BACAAN =

++++++++++

Selamatkan Aksara Jawa

Imawati, S.Pd

Imawati, S.Pd
Menjadi guru tidak cukup hanya mengajar, tetapi harus pintar dan lincah, bisa membuat anak-anak didiknya semakin pandai dan berpretasi juga bisa meningkatkan kualitas dirinya. Apalagi guru Sekolah Dasar (SD), harus kreatif dan inovatif, harus multi talenta karena mengajar semua mata pelajaran yang ditambah dengan pembelajaran Muatan Lokal (Mulok).
Seperti yang dilakoni Imawati, S.Pd guru SD Al Falah Darussalam Waru, Sidoarjo ini. Karena keprhatinannya melihat aksara Jawa yang hampir punah, sudah tidak dihiraukan lagi dengan orang-orang Jawa, bahkan sudah menjadi barang langka di kalangan warga Jawa sendiri.
“Sehingga saya ingin melestarikan, atau menyelamatkannya,” ungkap Imawati.
Akibat kurang mengertinya saya soal aksara Jawa ‘ho no co ro ko’ waku sekolah dulu, jangan sampai kondisi tersebut tertular kepada anak-anak didik saya sekarang ini. Aksara Jawa ini sudah dianggap sebagai ‘momok’ oleh para siswa. Dengan dasar itulah, akhirnya, wanita kelahiran asli Sidoarjo pada 6 Juni 1987 ini harus melakukan kerja keras secara autodidik untuk memperdalam tentang aksara Jawa.

++++++++++

KETENTUAN TUGAS =
1: Bisakah Anda menyalin ulang kata demi kata baris-baris daftar, dari baris yang memuat "vegetation and record the pixel coordinates." sampai dengan baris yang memuat "foot and record the pixel coordinates."? Gambarnya jangan ikut disertakan.
2: Apa bagian selanjutnya dari bacaan tentang Imawati dan upayanya menyelamatkan aksara Jawa? Tuliskan lanjutannya mulai dari kalimat setelah kalimat terakhir bacaan itu.

DATA YANG DIBERIKAN =
++++++++++

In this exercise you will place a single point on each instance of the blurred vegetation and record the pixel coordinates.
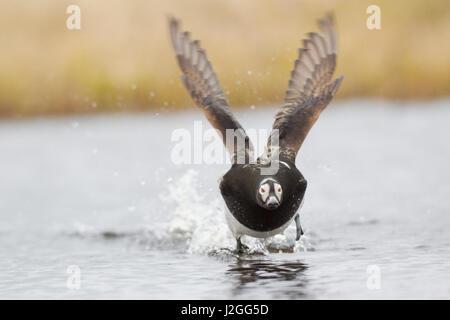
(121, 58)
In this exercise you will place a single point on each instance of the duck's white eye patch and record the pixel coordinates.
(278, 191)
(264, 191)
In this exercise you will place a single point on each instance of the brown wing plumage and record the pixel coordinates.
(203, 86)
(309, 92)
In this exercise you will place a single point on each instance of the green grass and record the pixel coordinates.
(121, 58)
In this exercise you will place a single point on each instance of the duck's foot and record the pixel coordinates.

++++++++++

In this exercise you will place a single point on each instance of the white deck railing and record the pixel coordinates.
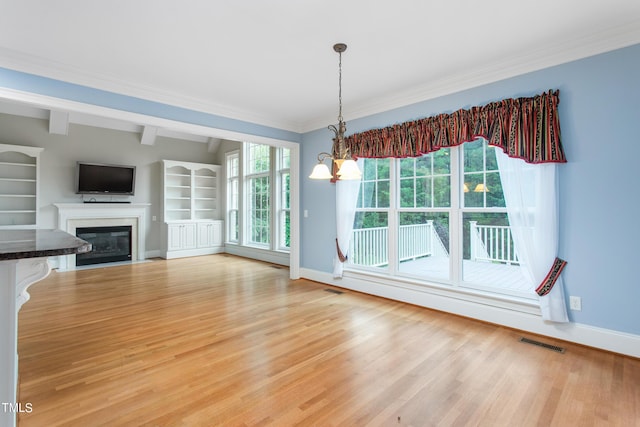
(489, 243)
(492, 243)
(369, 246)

++++++++++

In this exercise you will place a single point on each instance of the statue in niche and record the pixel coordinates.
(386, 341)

++++++++++

JAWABAN TUGAS =
1:
In this exercise you will place a single point on each instance of the blurred vegetation and record the pixel coordinates.
(121, 58)
In this exercise you will place a single point on each instance of the duck's white eye patch and record the pixel coordinates.
(278, 191)
(264, 191)
In this exercise you will place a single point on each instance of the brown wing plumage and record the pixel coordinates.
(203, 86)
(309, 92)
In this exercise you will place a single point on each instance of the green grass and record the pixel coordinates.
(121, 58)
In this exercise you will place a single point on each instance of the duck's foot and record the pixel coordinates.

2:
Meskipun sekolah tempatnya mengajar banyak dari anak-anak Jawa asli, tetapi Bahasa Jawa atau aksara Jawa ini sudah dianggap sangat asing. Makanya, karena kondisi mereka seperti itu, justru menjadi tantangan bagi saya. Bagaimana caranya siswa kami bisa menerima, agar tidak asing lagi. “Saya harus memutar otak bagaimana mengajarkan dengan cara mudah, dan diterima. Akhirnya kami menemukan metode Bejo (Belajar Aksara Jowo), dan karya ilmiahnya menjadi Juara Pertama tingkat Nasional yang diselenggarakan oleh Kemendikbud pada 2017 lalu,” jelas Alumnus STKP PGRI Sidoarjo jurusan Bahasa Inggris 2012.
Menurutnya, kalau kondisinya anak-anak sekarang tidak bisa melestarikan bahasa Jawa dan aksara Jawa, jangan salahkan anak-anaknya, salahnya bukan di mereka, tetapi gurunya sendiri, kualitas gurunya yang harus dipertanyakan. Jadi tenaga pendidiknya memang tidak mengajarkan, bagaimana mungkin anak-anak bisa. “Oleh karena itu, kalau para gurunya bisa memberikan pelajaran dengan mudah, akhirnya anak-anak juga bisa dan mau melestarikan,” ujar penulis Puisi Guru se ASEAN masuk rekor MURI 2018.
Jadi suka dukanya dalam mengajarkan anak-anak adalah, banyak orangtua yang bukan asli Jawa merasa sangat stress. Karena ada perintah Mulok di sekolah, mau tidak mau harus belajar.
“Dengan ketelatenan saya dalam memberikan pemahaman kepada orangtua, serta kesabaran saya dalam mendidik, akhirnya banyak yang mau menerima,” jelas peraih juara 1 The Best Presentation 2018. Dengan keinginan saya selalu berinovasi, akhirnya muncul inovasi-inovasi pembelajaran yang bertujuan memudahkan anak dalam Proses Belajar Mengajar (PBM). Dari sinilah saya sering mengikuti lomba baik tingkat sekolah, kabupaten, dan nasional.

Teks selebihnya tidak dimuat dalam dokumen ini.